◆ Required actions:
1. Reproduce verbatim the part of the devotional passage between "Paul tells us" and "is the Word.", inclusive.
2. In the devotional passage, what phrase did the writer use as a child to sum up all of their philosophical musings?

This is a verse for all seasons and for all people. When I was still a child and not yet a Christian, I summed up my entire philosophical musings with the phrase, “All things are equal.” By this I meant that the experiences of a bird are bird-size, yet they fill that bird’s universe. The experiences of a mighty world leader are mighty-world-leader-size, yet they fill that leader’s universe. While small creatures may have what we might call small problems, yet they completely fill that small creature’s entire world. Large people have large problems, yet those problems can do no more than fill that large person’s entire world. In this sense, “All things are equal,” because everyone experiences their own lives to the maximum amount their lives can hold.
The point is that we should not compare our situations with the situations of others in a judgmental fashion. It makes no difference if we are judging ourselves or judging others. God does not do that. He judges each person according to their own size. “For he knows our frame; he remembers that we are dust” (Palm 103:14, ESV). In other words, God does not judge us according to his own godly size; he judges us according to our own size. And we are creatures made of dust. In a parable Jesus told, a master speaks the same words to two people. One had invested and doubled five talents of money, and the other had invested and doubled two talents. Both received the identical commendation, “Well done, good and faithful servant. You have been faithful over a little; I will set you over much. Enter into the joy of your master,” (Matthew 25). The master rewarded each according to their size. Yet for each, the reward was equally full, since no doubt it filled that person’s capacity.
Concerning difficulties, to a tiny ant, a trickle of rain water can present a formidable obstacle. To a long distance solo sailor, her obstacle might be a violent storm at sea. The ant should not think that her prayers and cries for help mean less to God than those of the brave sailor. And the brave sailor should not disdain the pleadings for mercy of the tiny ant. Jesus said, “Let the children come to me.” And in his very next breath, he told the crowd that we should all become like them (Luke 18:16-17).
No problem we will ever face is too big for God to handle, and no problem we will ever face is too small for God to care. God sees each of us for who we are. It does not matter to him if we are the Apostle Paul or if we are the poor widow who placed her last two cents into the synagogue offering. God loves all his children, and he will see us through it all.
Paul tells us in 2Corinthians 3:6, “For the letter kills, but the Spirit gives life.” Of course, he was talking about God’s law written in a believer’s heart. This is the New Covenant Jeremiah spoke of in 31:31. Jesus informed his listeners in John 6:63, “It is the Spirit who gives life; the flesh is no help at all. The words that I have spoken to you are spirit and life.” The Bible is certain that a new creation in Christ needs the Holy Spirit. And, Christ also was certain that the words he spoke “are spirit and life.” Christians need both the Spirit of God and the Word of God. Here is the Trinity–God the Father, the Holy Spirit, and God the Son, who is the Word.

◆ Information shown:

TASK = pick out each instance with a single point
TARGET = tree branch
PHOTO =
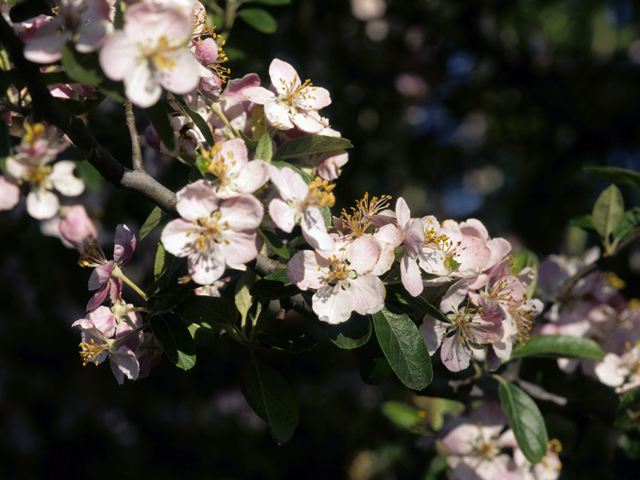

◆ Answers given:
1.
Paul tells us in 2Corinthians 3:6, “For the letter kills, but the Spirit gives life.” Of course, he was talking about God’s law written in a believer’s heart. This is the New Covenant Jeremiah spoke of in 31:31. Jesus informed his listeners in John 6:63, “It is the Spirit who gives life; the flesh is no help at all. The words that I have spoken to you are spirit and life.” The Bible is certain that a new creation in Christ needs the Holy Spirit. And, Christ also was certain that the words he spoke “are spirit and life.” Christians need both the Spirit of God and the Word of God. Here is the Trinity–God the Father, the Holy Spirit, and God the Son, who is the Word.

2. "All things are equal."